From organizing the team group texts to helping ensure younger players knew the schedule each week, to making sure everybody was present for film study, to leading the team through warm ups on a daily basis, Gilliam was essentially another assistant coach for the RedHawks this spring.
“We had a lot of kids who just hadn’t been around at the varsity level,” Matuszak said. “In seven weeks, he turned those guys into players who looked like they had been a part of the program for four years already. They just looked comfortable and looked relaxed, and a lot of that is due to Isaiah and his expectations every day. He’s made my job look really easy.”
Gilliam’s senior season at South will undoubtedly go down as one of the best in program history. But it nearly did not happen. For much of the past 12 months, Gilliam and Matuszak both thought that the final game of his junior season was his last in a RedHawks uniform.
Once the pandemic hit, it became apparent that high school sports opportunities in Oregon might be scarce. Gilliam was coming off a strong junior season, but he was still working for scholarship offers and couldn’t risk missing out on his senior season entirely.
He and his family began exploring the prep school route, with hopes that he could transfer and resume playing games on a regular basis. Gilliam got in touch with a few former teammates who were enrolled at Relentless Or Nothing (R.O.N.), a prep school in Inglewood, California. He was told there was an opening there that would allow him to play year-round against high-caliber opponents.
He transferred to R.O.N. last November, and at the time, thought his career at South was finished.
“I had essentially said goodbye to him and wished him luck,” Matuszak said.
Over the next three months, Gilliam was, more or less, living the life of a college basketball player. Early morning workouts, class in the early afternoon, and then more practice in the evening.
“It wasn’t like any normal high school day,” Gilliam said.
He loved the competitive environment, and credits his time at R.O.N. for helping grow his game exponentially. But the move also had its downsides.
He had stayed in touch with Matuszak and talked to him often after his games. Gilliam informed his coach that he thought R.O.N. hadn’t lined him up to receive all the credits he needed to graduate in June, and Matuszak helped him get in touch with a counselor to help him sort out the problem.

### Information supplied
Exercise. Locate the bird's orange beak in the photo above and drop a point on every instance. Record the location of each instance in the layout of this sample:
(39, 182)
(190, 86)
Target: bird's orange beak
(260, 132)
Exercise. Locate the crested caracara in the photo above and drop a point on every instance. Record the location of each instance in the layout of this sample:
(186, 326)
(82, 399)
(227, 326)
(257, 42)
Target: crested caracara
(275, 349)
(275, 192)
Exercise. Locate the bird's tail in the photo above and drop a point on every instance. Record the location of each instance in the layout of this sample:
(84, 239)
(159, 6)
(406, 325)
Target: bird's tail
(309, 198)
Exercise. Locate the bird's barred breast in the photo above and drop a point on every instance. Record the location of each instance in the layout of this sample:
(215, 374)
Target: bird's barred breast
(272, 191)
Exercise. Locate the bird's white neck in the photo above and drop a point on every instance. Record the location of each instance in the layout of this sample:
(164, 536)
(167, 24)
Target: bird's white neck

### Exercise details
Can you write the next part of the passage about Isaiah Gilliam and the South RedHawks, picking up right after its final sentence?

### Task response
Gilliam also told Matuszak that he was starting to feel homesick and a bit burnt out. He wasn’t playing California Interscholastic Federation sanctioned games, but rather was playing for a club team that included a group of his R.O.N. teammates. It was still a tremendous opportunity, but did not come with the prestige of playing for the academy’s top team. During one stretch, Gilliam told Matuszak that he had played around 90 games in a span of 60 days.
He opted to come home to finish up his academic senior year, and soon after, the OSAA laid out a plan for a 2021 basketball season. In that sense, things could not have worked out any better for Gilliam; he got to work on his game in the winter months against quality opponents in California, and would still get his senior season at South.
But he was returning to a team that was entirely different from the one he had taken the floor with at Gill Coliseum in March 2020 during South’s last game before the pandemic.
“There were no players left from the team I first played with when I moved to Oregon in the seventh grade,” Gilliam said. “I was the only one from my grade, all the guys I grew up playing with were gone.”
Rather than focus on the difficulties of being South’s lone varsity returner, Gilliam embraced the leadership aspect of his role and also enjoyed the opportunity to play with and mentor his younger brother, DeShawn.
Isaiah and DeShawn had been dreaming about the opportunity to play together since they were little kids, and Isaiah made sure to make the most of every moment he and his brother had in the gym together.
“I think he’s gonna be way better than I ever was,” Isaiah Gilliam said. “It’s exciting to see. That’s just all I want for him. I gave him a hard time this season, and he was definitely mad at me at some points. But he knows it was all love and I just want him to be the best player he can be.”